'''

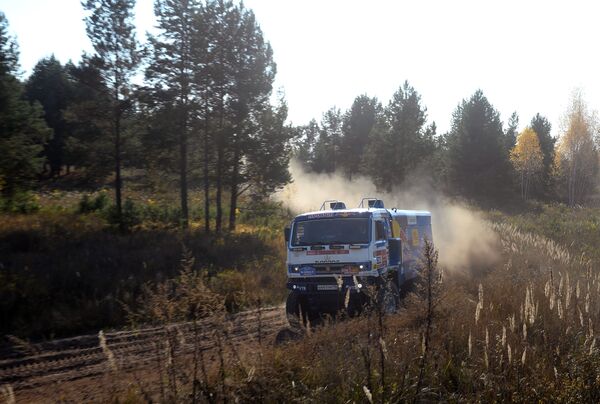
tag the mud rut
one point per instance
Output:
(68, 360)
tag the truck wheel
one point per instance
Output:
(388, 297)
(296, 314)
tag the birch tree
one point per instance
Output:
(527, 158)
(576, 158)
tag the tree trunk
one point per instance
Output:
(234, 184)
(118, 200)
(219, 184)
(206, 183)
(183, 177)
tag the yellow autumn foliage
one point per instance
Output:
(527, 156)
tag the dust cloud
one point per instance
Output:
(463, 238)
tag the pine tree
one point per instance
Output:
(305, 138)
(327, 147)
(478, 164)
(543, 128)
(50, 85)
(110, 28)
(401, 141)
(171, 73)
(357, 125)
(23, 131)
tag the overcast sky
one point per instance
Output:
(526, 56)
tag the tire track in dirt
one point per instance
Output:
(69, 359)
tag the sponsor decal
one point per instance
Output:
(415, 236)
(350, 270)
(327, 252)
(307, 271)
(327, 287)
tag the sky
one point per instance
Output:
(526, 56)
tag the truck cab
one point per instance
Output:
(334, 255)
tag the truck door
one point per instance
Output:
(380, 253)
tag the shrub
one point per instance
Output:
(90, 204)
(21, 202)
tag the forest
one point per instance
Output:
(140, 185)
(194, 106)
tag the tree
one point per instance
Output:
(512, 131)
(250, 59)
(527, 158)
(478, 164)
(50, 85)
(23, 131)
(268, 161)
(401, 140)
(171, 73)
(111, 30)
(327, 147)
(576, 153)
(305, 138)
(357, 124)
(543, 128)
(88, 146)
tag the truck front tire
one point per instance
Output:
(295, 312)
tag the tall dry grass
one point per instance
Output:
(523, 330)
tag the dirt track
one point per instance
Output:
(34, 369)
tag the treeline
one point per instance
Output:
(194, 103)
(202, 113)
(479, 158)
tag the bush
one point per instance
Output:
(22, 202)
(90, 204)
(131, 214)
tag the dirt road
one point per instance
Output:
(33, 370)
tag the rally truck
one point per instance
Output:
(345, 259)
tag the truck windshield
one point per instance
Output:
(331, 231)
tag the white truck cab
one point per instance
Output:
(337, 251)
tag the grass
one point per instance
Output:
(522, 330)
(65, 270)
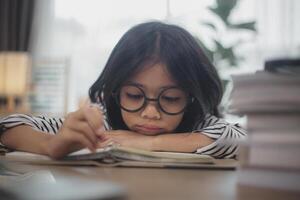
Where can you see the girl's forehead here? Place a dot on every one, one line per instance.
(153, 76)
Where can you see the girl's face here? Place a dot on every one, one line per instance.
(151, 120)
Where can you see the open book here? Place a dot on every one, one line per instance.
(128, 157)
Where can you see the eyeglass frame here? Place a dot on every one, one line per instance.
(116, 96)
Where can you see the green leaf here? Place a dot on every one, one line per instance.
(223, 9)
(210, 25)
(246, 25)
(226, 53)
(207, 51)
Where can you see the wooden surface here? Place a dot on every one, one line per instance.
(150, 183)
(158, 183)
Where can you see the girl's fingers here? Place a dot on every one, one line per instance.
(94, 117)
(81, 139)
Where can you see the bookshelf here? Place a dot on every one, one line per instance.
(49, 93)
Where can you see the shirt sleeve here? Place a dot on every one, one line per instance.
(41, 123)
(226, 137)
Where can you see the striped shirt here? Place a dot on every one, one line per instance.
(225, 135)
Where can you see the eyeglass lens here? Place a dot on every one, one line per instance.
(172, 100)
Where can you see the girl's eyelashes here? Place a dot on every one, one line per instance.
(170, 99)
(134, 96)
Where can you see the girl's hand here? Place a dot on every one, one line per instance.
(80, 129)
(126, 139)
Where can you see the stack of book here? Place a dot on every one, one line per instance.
(270, 158)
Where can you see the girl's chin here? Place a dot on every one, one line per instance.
(149, 133)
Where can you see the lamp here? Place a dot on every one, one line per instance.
(14, 71)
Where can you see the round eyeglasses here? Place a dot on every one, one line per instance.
(171, 100)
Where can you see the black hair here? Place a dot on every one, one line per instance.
(179, 51)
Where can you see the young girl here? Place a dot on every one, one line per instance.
(158, 92)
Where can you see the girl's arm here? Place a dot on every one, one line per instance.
(80, 129)
(214, 137)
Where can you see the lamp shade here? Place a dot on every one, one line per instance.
(14, 68)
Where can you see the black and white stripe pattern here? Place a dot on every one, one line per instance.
(225, 135)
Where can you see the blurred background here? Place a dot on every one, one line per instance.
(53, 50)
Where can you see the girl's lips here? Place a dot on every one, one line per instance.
(148, 128)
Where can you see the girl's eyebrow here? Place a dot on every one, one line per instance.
(142, 86)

'''

**PROBLEM**
Give back the records above exactly, limited to the lines between the one holding "tag the truck front tire" and the one holding "tag the bush", inclusive.

**SOLUTION**
tag the truck front tire
one point per instance
Output:
(295, 312)
tag the tall dry grass
one point per instance
Output:
(523, 330)
tag the dirt track
one point per instance
Output:
(34, 369)
tag the treeline
one point per instance
Output:
(194, 103)
(202, 113)
(479, 158)
tag the bush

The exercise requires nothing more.